What is expected:
Resume the passage below on U.S. entitlement programs, picking up directly after its final sentence.

Reading passage:
Start of Block

United States entitlement programs are government-run programs which provide citizens with financial aid, sometimes in the form of goods or services. To be eligible for a U.S. entitlement program, one must meet a variety of conditions. Social Security, unemployment, food stamps and Medicaid are examples of U.S. entitlement programs. The beneficiary of such a program is usually an individual, although it can sometimes be a business or local government.
Entitlement programs receive mixed reviews from citizens and economists. Those in favor argue they give aid to those in need, such as the elderly or poor. Others argue they hurt the national debt because Congress has trouble predicting how many people will be eligible for each program in a given year, giving them problems with budgeting. To combat this, certain entitlement programs are adjusted for inflation and other unpredictable factors. The benefits provided by Social Security, for example, are not fixed, but rather adjusted according to the number of eligible beneficiaries, inflation and so on. Thus, those who argue that entitlement programs create a number of economic problems seem to be mistaken, or at least exaggerating their harm. However, entitlement programs account for over half of national spending.

End of Block

Listed records:

Start of Block

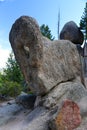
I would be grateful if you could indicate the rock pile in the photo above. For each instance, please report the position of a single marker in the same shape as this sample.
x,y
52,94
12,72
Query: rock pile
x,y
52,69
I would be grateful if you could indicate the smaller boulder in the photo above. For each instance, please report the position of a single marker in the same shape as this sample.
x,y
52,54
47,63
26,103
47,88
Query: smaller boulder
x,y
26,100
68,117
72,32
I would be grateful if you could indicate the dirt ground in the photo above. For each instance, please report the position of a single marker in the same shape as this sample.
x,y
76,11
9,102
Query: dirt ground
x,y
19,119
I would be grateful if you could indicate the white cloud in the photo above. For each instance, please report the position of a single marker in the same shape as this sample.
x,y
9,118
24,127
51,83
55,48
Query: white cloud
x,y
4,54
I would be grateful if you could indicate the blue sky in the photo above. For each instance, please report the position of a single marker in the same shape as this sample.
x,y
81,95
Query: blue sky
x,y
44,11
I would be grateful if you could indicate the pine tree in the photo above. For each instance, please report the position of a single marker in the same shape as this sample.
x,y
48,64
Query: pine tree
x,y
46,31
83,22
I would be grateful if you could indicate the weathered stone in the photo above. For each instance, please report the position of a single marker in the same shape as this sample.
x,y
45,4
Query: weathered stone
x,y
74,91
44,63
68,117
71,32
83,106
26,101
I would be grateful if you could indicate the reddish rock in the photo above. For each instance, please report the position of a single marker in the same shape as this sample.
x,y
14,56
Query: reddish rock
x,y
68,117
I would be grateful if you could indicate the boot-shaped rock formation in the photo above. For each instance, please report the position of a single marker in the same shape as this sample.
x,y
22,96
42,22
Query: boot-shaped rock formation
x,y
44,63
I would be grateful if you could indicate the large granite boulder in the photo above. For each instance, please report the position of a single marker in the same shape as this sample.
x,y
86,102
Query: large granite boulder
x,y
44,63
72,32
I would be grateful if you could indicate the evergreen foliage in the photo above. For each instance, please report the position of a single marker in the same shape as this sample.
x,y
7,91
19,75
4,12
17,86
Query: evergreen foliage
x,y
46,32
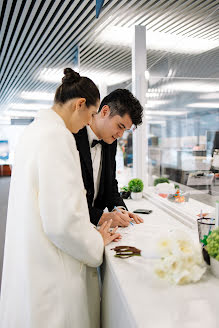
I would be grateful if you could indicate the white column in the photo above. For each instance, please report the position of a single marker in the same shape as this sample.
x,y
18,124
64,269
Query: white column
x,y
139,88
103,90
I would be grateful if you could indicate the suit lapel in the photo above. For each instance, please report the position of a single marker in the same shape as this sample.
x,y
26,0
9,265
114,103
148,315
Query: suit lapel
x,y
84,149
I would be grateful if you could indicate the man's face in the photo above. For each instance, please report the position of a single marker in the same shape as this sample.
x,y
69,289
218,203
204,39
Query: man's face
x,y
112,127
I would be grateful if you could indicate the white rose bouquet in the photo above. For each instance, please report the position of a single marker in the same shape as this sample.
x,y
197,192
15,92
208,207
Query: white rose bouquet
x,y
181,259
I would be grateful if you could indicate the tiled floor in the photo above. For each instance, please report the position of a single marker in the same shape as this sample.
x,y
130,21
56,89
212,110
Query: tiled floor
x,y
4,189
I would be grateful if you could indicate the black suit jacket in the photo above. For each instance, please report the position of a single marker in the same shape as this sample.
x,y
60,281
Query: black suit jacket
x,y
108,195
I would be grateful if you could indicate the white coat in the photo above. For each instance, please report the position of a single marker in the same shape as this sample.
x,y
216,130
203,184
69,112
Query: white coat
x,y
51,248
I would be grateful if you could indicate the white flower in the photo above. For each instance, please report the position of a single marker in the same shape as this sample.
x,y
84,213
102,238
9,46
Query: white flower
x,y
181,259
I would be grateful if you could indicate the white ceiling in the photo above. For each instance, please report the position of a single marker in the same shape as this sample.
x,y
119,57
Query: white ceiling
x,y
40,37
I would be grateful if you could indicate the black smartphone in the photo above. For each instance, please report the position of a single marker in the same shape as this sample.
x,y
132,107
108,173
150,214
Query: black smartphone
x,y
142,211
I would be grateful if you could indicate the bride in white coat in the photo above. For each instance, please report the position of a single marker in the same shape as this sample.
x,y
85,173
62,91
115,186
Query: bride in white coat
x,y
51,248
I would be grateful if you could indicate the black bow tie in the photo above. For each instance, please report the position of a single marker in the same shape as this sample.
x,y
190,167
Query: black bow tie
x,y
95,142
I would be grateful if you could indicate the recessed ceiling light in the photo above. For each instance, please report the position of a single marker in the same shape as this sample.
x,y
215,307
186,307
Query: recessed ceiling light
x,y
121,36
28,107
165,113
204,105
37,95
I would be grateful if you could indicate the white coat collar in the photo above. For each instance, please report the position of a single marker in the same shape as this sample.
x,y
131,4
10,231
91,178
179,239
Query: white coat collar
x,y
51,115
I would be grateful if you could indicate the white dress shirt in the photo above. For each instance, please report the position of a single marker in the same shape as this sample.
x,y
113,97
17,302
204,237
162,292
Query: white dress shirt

End of Block

Answer space:
Many people argue that programs like Medicare and Social Security are not actually entitlement programs at all because the tax dollars of citizens go to support their own future eligibility. For example, 6.2% of tax dollars go to support Social Security, so individuals are paying into the program to receive the benefits. The largest component of Social Security dictates that an individual pay into it for 40 quarters to receive benefits. Since entitlement programs are those which an individual qualifies simply due to their circumstances, Social Security and Medicare cannot be considered true entitlement programs. A "true" entitlement program would be something like unemployment.